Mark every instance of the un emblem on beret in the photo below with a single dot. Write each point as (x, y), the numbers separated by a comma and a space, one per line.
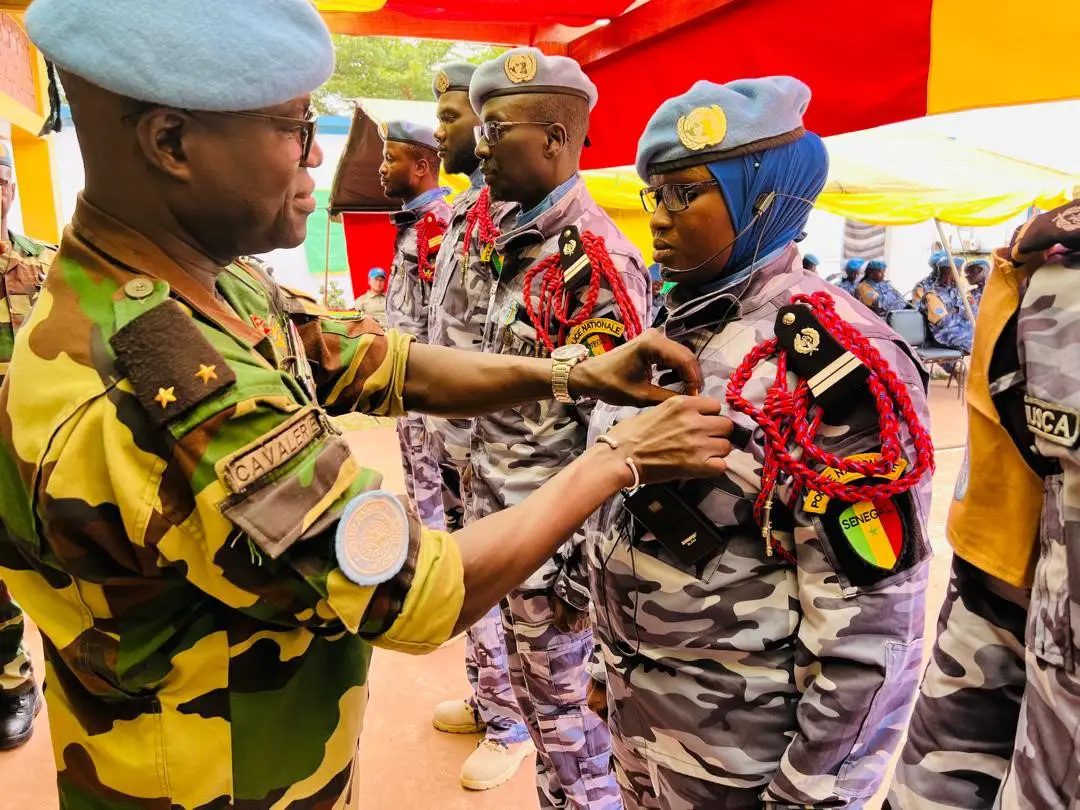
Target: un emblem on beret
(373, 537)
(521, 67)
(702, 127)
(1068, 219)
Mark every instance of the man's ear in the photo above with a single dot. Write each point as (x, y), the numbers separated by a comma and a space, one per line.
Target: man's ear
(161, 133)
(556, 140)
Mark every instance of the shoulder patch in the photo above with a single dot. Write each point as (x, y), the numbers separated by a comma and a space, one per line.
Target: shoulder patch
(373, 538)
(1053, 422)
(834, 374)
(171, 364)
(271, 451)
(577, 269)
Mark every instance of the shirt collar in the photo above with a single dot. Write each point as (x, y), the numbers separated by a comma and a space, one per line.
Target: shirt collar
(427, 198)
(549, 202)
(138, 255)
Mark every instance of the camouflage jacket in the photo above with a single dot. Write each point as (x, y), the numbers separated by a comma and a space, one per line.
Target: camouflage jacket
(515, 451)
(407, 294)
(1043, 770)
(741, 670)
(23, 266)
(881, 297)
(459, 295)
(169, 504)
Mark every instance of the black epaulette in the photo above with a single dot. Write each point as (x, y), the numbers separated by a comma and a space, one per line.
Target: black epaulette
(171, 364)
(577, 268)
(836, 377)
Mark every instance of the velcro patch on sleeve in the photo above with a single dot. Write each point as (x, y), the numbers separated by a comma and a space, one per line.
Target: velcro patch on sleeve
(1056, 423)
(874, 540)
(271, 451)
(171, 364)
(598, 335)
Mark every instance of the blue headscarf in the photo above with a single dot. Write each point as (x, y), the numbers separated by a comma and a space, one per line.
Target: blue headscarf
(796, 172)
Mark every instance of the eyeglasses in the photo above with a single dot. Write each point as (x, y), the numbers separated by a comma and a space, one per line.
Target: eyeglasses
========================================
Goal of the exercise:
Lines holding "eyeglasses" are the ones to copy; find all of them in the listing.

Problem solution:
Mark every instance of the eyeglasses in the photo above with a single dot. Write each point as (x, y), the numbers separated by a comma and a space, one per line.
Target: eyeglasses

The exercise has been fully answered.